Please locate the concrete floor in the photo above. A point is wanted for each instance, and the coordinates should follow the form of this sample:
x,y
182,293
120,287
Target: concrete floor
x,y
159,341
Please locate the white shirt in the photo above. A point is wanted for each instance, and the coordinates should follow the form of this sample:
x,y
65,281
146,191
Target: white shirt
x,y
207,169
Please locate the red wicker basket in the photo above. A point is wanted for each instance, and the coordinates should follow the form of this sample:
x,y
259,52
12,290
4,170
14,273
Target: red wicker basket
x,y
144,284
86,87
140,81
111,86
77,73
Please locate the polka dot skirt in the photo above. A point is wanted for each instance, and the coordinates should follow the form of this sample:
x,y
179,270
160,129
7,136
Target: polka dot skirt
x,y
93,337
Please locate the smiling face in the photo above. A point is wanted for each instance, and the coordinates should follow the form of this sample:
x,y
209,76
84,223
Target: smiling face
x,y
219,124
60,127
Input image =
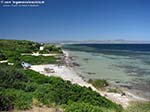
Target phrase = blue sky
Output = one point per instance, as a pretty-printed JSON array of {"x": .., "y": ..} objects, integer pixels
[{"x": 78, "y": 20}]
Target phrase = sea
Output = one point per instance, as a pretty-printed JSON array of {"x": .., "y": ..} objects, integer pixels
[{"x": 124, "y": 65}]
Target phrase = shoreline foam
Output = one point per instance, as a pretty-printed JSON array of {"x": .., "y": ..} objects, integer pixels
[{"x": 67, "y": 73}]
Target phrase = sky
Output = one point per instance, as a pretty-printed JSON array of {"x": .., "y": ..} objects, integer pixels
[{"x": 77, "y": 20}]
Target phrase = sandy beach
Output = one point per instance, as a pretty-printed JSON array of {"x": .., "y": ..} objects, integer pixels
[{"x": 68, "y": 73}]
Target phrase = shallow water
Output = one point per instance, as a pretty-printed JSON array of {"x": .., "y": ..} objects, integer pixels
[{"x": 129, "y": 70}]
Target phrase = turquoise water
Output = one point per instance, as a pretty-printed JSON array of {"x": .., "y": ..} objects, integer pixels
[{"x": 128, "y": 71}]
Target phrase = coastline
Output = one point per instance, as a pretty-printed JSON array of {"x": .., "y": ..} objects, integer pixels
[{"x": 67, "y": 72}]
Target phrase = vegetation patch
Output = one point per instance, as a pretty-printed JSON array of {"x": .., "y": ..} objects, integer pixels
[{"x": 20, "y": 87}]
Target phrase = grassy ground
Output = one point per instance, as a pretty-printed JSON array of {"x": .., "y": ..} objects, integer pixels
[{"x": 21, "y": 89}]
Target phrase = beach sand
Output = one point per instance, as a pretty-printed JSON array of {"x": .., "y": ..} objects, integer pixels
[{"x": 68, "y": 73}]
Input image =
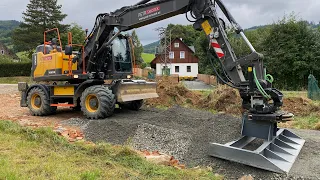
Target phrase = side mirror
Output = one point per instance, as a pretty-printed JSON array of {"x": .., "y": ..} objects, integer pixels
[
  {"x": 68, "y": 50},
  {"x": 54, "y": 41}
]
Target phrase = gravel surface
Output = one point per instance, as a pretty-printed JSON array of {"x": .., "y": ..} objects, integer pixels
[
  {"x": 186, "y": 133},
  {"x": 197, "y": 85}
]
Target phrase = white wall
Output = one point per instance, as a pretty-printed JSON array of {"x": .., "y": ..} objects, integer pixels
[{"x": 182, "y": 69}]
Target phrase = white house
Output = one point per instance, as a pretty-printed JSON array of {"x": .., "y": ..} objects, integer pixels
[{"x": 183, "y": 60}]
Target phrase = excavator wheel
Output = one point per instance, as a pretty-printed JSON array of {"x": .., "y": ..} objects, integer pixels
[
  {"x": 39, "y": 103},
  {"x": 98, "y": 102},
  {"x": 133, "y": 105}
]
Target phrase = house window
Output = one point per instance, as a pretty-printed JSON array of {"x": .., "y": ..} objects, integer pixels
[
  {"x": 176, "y": 68},
  {"x": 188, "y": 68},
  {"x": 182, "y": 55},
  {"x": 171, "y": 55}
]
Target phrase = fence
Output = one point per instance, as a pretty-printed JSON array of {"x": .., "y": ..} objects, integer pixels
[{"x": 208, "y": 79}]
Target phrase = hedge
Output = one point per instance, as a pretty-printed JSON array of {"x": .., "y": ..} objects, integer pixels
[{"x": 15, "y": 69}]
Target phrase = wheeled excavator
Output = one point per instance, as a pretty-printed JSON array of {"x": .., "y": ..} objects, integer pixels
[{"x": 106, "y": 55}]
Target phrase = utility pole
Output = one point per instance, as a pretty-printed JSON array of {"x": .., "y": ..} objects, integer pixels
[{"x": 164, "y": 50}]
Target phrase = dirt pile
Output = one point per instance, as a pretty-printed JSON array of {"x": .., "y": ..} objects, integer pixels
[
  {"x": 222, "y": 99},
  {"x": 172, "y": 93},
  {"x": 300, "y": 106}
]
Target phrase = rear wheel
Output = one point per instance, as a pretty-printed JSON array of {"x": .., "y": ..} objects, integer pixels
[
  {"x": 39, "y": 103},
  {"x": 98, "y": 102},
  {"x": 133, "y": 105}
]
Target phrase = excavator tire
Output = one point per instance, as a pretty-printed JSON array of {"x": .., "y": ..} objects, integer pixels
[
  {"x": 39, "y": 103},
  {"x": 133, "y": 105},
  {"x": 98, "y": 102}
]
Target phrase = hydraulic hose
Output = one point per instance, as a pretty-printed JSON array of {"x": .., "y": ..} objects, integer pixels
[{"x": 260, "y": 88}]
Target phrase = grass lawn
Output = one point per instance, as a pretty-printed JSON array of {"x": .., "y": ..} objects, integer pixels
[
  {"x": 148, "y": 58},
  {"x": 15, "y": 80},
  {"x": 42, "y": 154}
]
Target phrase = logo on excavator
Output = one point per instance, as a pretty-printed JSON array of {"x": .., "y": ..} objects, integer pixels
[
  {"x": 47, "y": 58},
  {"x": 149, "y": 13}
]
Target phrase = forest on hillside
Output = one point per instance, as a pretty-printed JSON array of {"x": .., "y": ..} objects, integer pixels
[
  {"x": 6, "y": 28},
  {"x": 291, "y": 49}
]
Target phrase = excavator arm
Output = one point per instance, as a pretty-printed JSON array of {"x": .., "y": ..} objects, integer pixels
[
  {"x": 261, "y": 101},
  {"x": 205, "y": 18}
]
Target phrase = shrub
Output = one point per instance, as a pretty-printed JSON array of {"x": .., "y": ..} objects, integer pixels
[{"x": 8, "y": 68}]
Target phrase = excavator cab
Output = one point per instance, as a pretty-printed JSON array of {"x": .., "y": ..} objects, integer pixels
[
  {"x": 49, "y": 62},
  {"x": 121, "y": 54}
]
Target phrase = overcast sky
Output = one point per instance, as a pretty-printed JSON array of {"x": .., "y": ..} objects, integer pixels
[{"x": 247, "y": 12}]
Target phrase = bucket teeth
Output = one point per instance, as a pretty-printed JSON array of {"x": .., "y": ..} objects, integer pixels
[{"x": 277, "y": 155}]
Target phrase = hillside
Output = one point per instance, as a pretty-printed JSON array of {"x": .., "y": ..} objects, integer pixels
[
  {"x": 150, "y": 48},
  {"x": 6, "y": 28}
]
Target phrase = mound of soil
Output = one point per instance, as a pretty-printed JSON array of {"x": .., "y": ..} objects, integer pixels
[
  {"x": 222, "y": 99},
  {"x": 300, "y": 106}
]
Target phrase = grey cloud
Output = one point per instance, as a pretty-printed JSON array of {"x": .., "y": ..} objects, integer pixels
[{"x": 247, "y": 12}]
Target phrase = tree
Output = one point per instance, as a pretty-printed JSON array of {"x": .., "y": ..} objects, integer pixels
[
  {"x": 78, "y": 34},
  {"x": 39, "y": 16},
  {"x": 292, "y": 53},
  {"x": 185, "y": 32},
  {"x": 138, "y": 48}
]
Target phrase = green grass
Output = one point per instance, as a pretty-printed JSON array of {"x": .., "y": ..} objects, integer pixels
[
  {"x": 307, "y": 122},
  {"x": 148, "y": 58},
  {"x": 41, "y": 154},
  {"x": 15, "y": 80},
  {"x": 288, "y": 94}
]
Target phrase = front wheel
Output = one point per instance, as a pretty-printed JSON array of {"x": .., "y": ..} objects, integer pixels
[
  {"x": 39, "y": 103},
  {"x": 98, "y": 102}
]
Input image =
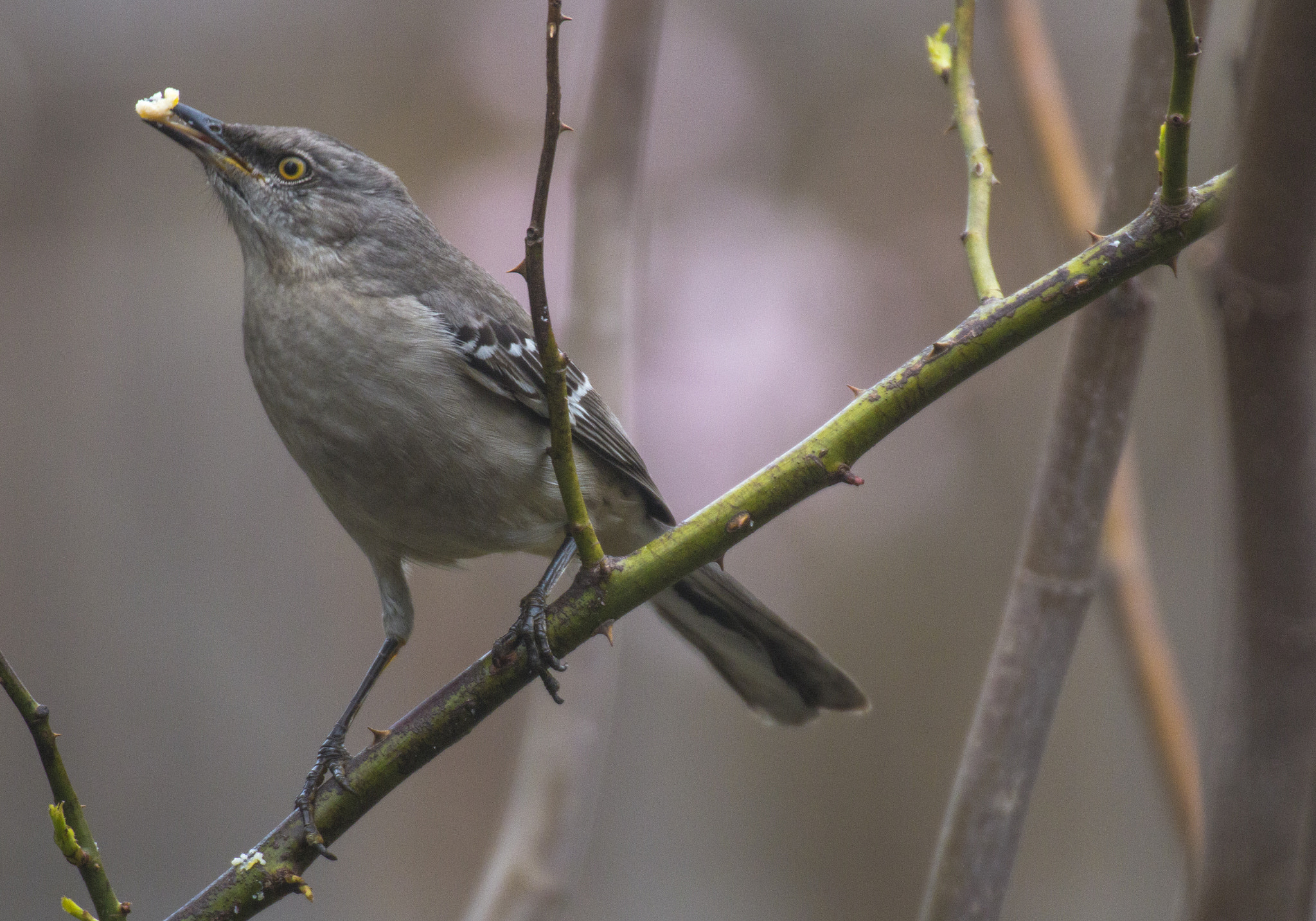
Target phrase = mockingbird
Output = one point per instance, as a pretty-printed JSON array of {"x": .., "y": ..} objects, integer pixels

__________

* What to do:
Beginning with the line with "Target phrase = green grass", repeat the entries above exactly, up to and including the last line, leaving out pictures.

* Answer for the task:
Target phrase = green grass
Output = one point per instance, as a pretty-printed JSON array of {"x": .., "y": ..} objects, integer pixels
[
  {"x": 307, "y": 122},
  {"x": 148, "y": 58},
  {"x": 41, "y": 154},
  {"x": 15, "y": 80},
  {"x": 288, "y": 94}
]
Target phrase = front wheel
Output = one point per instance, as a pretty-printed JSON array of {"x": .., "y": ..} objects, integer pixels
[
  {"x": 39, "y": 103},
  {"x": 98, "y": 102}
]
Input image =
Target phrase = mockingbird
Output = one point per instance, as a pretty-printed JSON array of {"x": .., "y": ..} objects, integer pixels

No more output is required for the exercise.